Part of a data file:
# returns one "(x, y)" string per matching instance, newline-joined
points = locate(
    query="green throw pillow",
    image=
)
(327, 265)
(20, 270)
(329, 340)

▶ [AIM OF THE TASK]: Extract every line of the material above and reproduce each one without changing a single character.

▶ [SOLUTION TO THIS PROBLEM]:
# returns one "(x, y)" string per matching instance, newline-joined
points = locate(
    query="green throw pillow",
    image=
)
(327, 265)
(20, 270)
(329, 340)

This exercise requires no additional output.